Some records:

*-*-*

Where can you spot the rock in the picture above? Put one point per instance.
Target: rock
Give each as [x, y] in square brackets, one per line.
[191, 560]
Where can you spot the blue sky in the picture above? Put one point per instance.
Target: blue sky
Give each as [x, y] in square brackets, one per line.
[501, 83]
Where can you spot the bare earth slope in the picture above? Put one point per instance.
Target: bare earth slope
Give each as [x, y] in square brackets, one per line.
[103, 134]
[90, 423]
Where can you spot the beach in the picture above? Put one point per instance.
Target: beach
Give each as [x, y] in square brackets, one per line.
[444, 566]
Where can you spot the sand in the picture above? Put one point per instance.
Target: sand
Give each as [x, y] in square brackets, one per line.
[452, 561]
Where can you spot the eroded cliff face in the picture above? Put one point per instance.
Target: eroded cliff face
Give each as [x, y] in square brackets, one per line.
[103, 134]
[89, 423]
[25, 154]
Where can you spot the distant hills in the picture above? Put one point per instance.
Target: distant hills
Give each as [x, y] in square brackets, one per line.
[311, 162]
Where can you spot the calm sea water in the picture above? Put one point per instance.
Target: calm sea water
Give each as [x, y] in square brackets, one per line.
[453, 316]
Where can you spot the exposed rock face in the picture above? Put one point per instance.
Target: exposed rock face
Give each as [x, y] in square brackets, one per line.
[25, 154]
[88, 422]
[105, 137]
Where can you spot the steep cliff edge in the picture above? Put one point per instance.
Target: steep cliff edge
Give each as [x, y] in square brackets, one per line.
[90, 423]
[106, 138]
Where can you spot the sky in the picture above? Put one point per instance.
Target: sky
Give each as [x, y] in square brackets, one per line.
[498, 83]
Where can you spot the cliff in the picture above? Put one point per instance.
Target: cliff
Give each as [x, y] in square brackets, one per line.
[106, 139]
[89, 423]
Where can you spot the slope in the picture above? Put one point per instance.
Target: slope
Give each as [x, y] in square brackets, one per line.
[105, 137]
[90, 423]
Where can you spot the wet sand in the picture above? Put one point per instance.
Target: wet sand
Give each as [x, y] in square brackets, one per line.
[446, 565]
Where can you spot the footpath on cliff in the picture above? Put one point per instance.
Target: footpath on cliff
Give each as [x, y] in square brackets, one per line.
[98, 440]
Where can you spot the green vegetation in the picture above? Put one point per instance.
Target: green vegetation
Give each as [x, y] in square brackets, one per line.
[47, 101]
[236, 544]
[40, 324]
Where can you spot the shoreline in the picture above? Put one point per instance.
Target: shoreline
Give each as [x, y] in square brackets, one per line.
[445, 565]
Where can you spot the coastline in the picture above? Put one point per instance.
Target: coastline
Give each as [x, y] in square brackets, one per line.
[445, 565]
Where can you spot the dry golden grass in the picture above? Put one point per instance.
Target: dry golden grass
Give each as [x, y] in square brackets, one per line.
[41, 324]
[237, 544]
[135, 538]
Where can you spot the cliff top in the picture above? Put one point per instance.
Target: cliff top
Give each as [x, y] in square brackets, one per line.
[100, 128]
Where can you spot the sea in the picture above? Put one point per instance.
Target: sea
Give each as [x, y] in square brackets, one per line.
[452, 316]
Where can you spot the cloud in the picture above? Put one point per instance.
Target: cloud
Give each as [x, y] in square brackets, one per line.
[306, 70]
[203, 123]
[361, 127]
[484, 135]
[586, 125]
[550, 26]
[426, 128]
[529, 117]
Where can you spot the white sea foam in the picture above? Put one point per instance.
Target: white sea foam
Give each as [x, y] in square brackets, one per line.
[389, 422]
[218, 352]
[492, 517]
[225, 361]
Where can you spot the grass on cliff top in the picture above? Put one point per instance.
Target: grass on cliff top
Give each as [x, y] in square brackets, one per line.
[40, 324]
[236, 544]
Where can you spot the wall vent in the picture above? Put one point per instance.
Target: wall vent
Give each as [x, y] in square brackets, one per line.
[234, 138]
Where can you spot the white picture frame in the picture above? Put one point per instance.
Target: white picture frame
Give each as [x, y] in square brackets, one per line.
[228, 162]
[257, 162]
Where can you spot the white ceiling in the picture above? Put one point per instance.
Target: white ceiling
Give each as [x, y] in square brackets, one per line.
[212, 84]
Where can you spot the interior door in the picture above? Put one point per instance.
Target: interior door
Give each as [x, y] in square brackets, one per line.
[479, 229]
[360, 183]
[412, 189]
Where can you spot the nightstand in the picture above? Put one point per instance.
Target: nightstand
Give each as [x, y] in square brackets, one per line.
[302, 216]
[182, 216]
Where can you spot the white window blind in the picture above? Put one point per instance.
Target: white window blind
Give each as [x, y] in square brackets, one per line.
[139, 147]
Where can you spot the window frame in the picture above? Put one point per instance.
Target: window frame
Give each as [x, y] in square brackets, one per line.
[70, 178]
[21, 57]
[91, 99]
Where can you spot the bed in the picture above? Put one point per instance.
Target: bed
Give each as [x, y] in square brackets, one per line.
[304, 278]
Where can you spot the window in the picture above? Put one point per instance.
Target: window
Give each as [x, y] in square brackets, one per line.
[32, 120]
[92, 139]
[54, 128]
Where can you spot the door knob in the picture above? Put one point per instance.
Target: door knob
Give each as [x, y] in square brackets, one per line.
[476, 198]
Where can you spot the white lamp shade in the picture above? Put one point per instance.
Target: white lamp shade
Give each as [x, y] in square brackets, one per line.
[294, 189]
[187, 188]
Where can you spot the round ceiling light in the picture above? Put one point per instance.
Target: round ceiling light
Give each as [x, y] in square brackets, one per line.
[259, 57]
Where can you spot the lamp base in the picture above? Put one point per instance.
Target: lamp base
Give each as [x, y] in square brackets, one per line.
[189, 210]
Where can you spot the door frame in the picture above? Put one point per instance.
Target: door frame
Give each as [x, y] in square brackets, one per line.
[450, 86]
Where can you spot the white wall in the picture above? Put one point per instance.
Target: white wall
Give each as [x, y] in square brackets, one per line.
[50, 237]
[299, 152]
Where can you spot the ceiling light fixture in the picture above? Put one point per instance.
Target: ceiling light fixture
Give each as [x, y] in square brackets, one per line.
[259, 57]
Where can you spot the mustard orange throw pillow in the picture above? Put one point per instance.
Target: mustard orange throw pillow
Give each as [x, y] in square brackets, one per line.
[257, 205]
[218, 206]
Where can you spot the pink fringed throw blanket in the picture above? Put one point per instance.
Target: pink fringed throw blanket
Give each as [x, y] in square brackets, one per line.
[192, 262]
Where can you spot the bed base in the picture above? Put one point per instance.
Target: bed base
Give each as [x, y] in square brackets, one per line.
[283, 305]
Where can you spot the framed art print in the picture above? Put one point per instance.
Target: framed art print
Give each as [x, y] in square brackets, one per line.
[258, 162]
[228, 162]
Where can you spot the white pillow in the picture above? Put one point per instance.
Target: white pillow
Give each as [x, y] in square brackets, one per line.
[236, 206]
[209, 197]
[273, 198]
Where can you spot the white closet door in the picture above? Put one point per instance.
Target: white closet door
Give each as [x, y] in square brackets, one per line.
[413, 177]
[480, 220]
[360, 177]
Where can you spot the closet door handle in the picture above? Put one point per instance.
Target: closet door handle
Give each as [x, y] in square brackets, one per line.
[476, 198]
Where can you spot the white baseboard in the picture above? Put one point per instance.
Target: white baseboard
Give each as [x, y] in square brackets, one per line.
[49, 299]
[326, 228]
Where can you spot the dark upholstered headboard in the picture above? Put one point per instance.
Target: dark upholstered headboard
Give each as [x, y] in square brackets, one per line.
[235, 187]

*-*-*

* Written problem
Repeat each record in full; every line must match exactly.

* Answer to this problem
Where can you spot the rock in the picture above? Put one point per instance.
Target: rock
Give each as [x, y] in square brackets, one per line.
[191, 560]
Where can you spot the blue sky in the picture above? Put one point per instance.
Target: blue sky
Give each as [x, y] in square brackets, one per line.
[501, 83]
Where can you spot the bare earth slope in the picture above? Put one point per instance.
Target: bare earth slope
Give each as [x, y] in square brackets, one per line.
[103, 134]
[90, 423]
Where can you spot the beach in the picture above? Put one point per instance.
Target: beach
Give each as [x, y] in square brackets, one per line.
[444, 566]
Where can you spot the sand in the picture above? Put one point per instance.
Target: sand
Give each as [x, y] in square brackets, one per line.
[452, 561]
Where can you spot the eroded cliff face in the picture above? Put one point per instance.
Target: eroded cliff face
Give each as [x, y] in square brackets, one per line.
[103, 134]
[89, 423]
[25, 154]
Where can you spot the distant hills in the picture above? Put one point per instance.
Target: distant hills
Give each as [x, y] in square brackets, one per line.
[311, 162]
Where can you spot the calm sea water in the picture above? Put one point per instance.
Target: calm sea water
Give each as [x, y] in square brackets, one per line.
[453, 316]
Where can you spot the exposed rock face in the picture above? Put one point per instance.
Target: exposed rock face
Give each as [x, y] in square brackets, one per line.
[25, 154]
[88, 422]
[105, 137]
Where can you spot the steep cliff edge in the picture above? Put one point per instance.
Target: steep cliff edge
Give each as [x, y] in square brackets, one per line.
[90, 423]
[106, 138]
Where can you spot the sky in the picture above? Put one point per instance.
Target: sky
Give each as [x, y] in square brackets, one per line.
[498, 83]
Where can you spot the cliff in the picture above? Put one point per instance.
Target: cliff
Give each as [x, y] in square brackets, one per line.
[106, 139]
[89, 423]
Where can you spot the slope in the picture above? Put one point per instance.
Target: slope
Give each as [x, y] in square brackets, one per line.
[105, 137]
[90, 423]
Where can you spot the wet sand in the picture above? Put one point per instance.
Target: wet sand
Give each as [x, y] in square brackets, one per line.
[446, 565]
Where can you spot the footpath on cliff in the picture above? Put one point per instance.
Target: footpath on cliff
Give each as [x, y] in square brackets, one per line.
[98, 440]
Where can you spot the green vegetation in the picture above? Put one point per instance.
Target: green vegetation
Give each as [x, y] in square brackets, one per line.
[47, 101]
[236, 544]
[40, 324]
Where can you spot the shoreline in the picture above? Put one point per instance.
Target: shoreline
Give each as [x, y] in square brackets, one per line.
[445, 565]
Where can you spot the coastline in the picture above? Put one point per instance.
Target: coastline
Give each as [x, y] in square brackets, one per line.
[445, 565]
Where can you spot the dry golden grass in the picture above? Put one point per instance.
Target: dry golden grass
Give each as [x, y] in square brackets, one per line.
[41, 324]
[237, 544]
[135, 538]
Where can you spot the cliff top in the picture above? Put one point per instance.
Target: cliff top
Give each as [x, y] in square brackets, one per line.
[100, 128]
Where can you spot the sea in the picture above? Put one point per instance.
Target: sea
Give each as [x, y] in square brackets, one per line.
[452, 316]
Where can you spot the cloud in the picture above? Put one point per instance.
Target: cloud
Give each as [x, y] in square brackets, one per line.
[306, 70]
[203, 123]
[361, 127]
[484, 135]
[586, 125]
[550, 26]
[426, 128]
[529, 117]
Where can you spot the white sea foam in the picture above? Put one point per instance.
Target: white sea foam
Give each as [x, y] in square brackets, one per line.
[389, 422]
[218, 352]
[492, 517]
[225, 361]
Where can you spot the grass on cliff top in the picture above? Put one point per instance.
Target: grass on cliff top
Give each as [x, y] in square brackets, one per line.
[40, 324]
[236, 544]
Where can you spot the wall vent in the picture above? Put one point per instance.
Target: wall vent
Give each as [x, y] in square brackets, one per line.
[234, 138]
Where can you spot the white picture frame in the picture above? Put one point per instance.
Target: white picture frame
Give each as [x, y] in square brackets, one per line.
[228, 162]
[257, 162]
Where can you spot the white ceiling in the picture above? Put one point per instance.
Target: white ceiling
Give each as [x, y] in square brackets, one per line.
[212, 84]
Where can you spot the interior door in the picture above? Put one point per instance.
Target: interior door
Give each as [x, y] in square brackets, one per line.
[479, 229]
[360, 183]
[412, 189]
Where can you spot the nightstand in the picture above? Put one point per instance.
Target: nightstand
Give each as [x, y] in square brackets, one per line.
[302, 216]
[182, 216]
Where can you spot the white window blind in the picture above? Put one point per instance.
Target: white window blind
Give each as [x, y] in square brackets, one per line.
[139, 147]
Where can you spot the window frame in the picture above? Put one point per instance.
Target: window frame
Give each as [x, y] in square brackets, one per line.
[70, 178]
[21, 57]
[91, 99]
Where can you spot the bed in the picture above? Put one point per instance.
Target: bed
Give each as [x, y] in square brackets, one per line.
[304, 278]
Where can you spot the window in the picture above? Put one point per instance.
Target: window
Give each as [x, y] in square brackets, one per line.
[32, 120]
[92, 139]
[54, 128]
Where can you spot the door knob in the picture above? Put one point per instance.
Target: door knob
Give each as [x, y] in square brackets, one per line.
[476, 198]
Where can you spot the white lamp shade in the picture above? Put one point per instance.
Target: white lamp shade
Give each as [x, y] in square brackets, one per line.
[294, 189]
[187, 188]
Where can you spot the round ceiling light in the picture above? Put one point per instance.
Target: round ceiling light
Give each as [x, y] in square brackets, one per line.
[259, 57]
Where can you spot the lamp base in the picture above? Put one point per instance.
Target: lamp base
Give each as [x, y] in square brackets, one per line.
[189, 210]
Where can you spot the door frame in the picture above? Put one point per instance.
Target: door frame
Give each as [x, y] in square brackets, one per line.
[450, 86]
Where can you spot the white wall in the picture above? Put one point per instance.
Target: white wall
Give each as [x, y] in square brackets, one per line.
[50, 237]
[299, 152]
Where can you spot the ceiling light fixture in the picture above? Put one point per instance.
Target: ceiling light fixture
Give each as [x, y] in square brackets, one per line.
[259, 57]
Where can you spot the mustard orange throw pillow in the picture above? Put one point per instance.
Target: mustard orange throw pillow
Give each as [x, y] in square brackets, one per line.
[257, 205]
[218, 206]
Where can you spot the pink fringed throw blanket in the picture above? Put one point per instance.
Target: pink fringed throw blanket
Give each as [x, y] in square brackets, one per line.
[192, 262]
Where can you spot the bed base in the picture above? Put one point per instance.
Target: bed base
Give each as [x, y] in square brackets, one per line.
[283, 305]
Where can you spot the framed art print in the picture above? Put one point per instance.
Target: framed art print
Give each as [x, y] in square brackets, one per line.
[258, 162]
[228, 162]
Where can you spot the white pillow in the picture above? Put one point per instance.
Target: white pillow
Give each as [x, y] in square brackets, one per line.
[236, 206]
[209, 197]
[273, 198]
Where can you spot the white closet door in the picture above? Put one point per instance.
Target: white closet door
Give each as [x, y] in square brackets, one per line.
[413, 177]
[480, 220]
[360, 177]
Where can you spot the closet door handle in the picture above? Put one point per instance.
Target: closet door handle
Give each as [x, y] in square brackets, one per line.
[476, 198]
Where can you spot the white baseboard in the picture above? Put one point per instance.
Target: white baseboard
Give each as [x, y] in square brackets, one per line.
[49, 299]
[326, 228]
Where can you spot the dark upholstered headboard in the picture above? Put one point per instance.
Target: dark upholstered headboard
Give each as [x, y] in square brackets, one per line.
[235, 187]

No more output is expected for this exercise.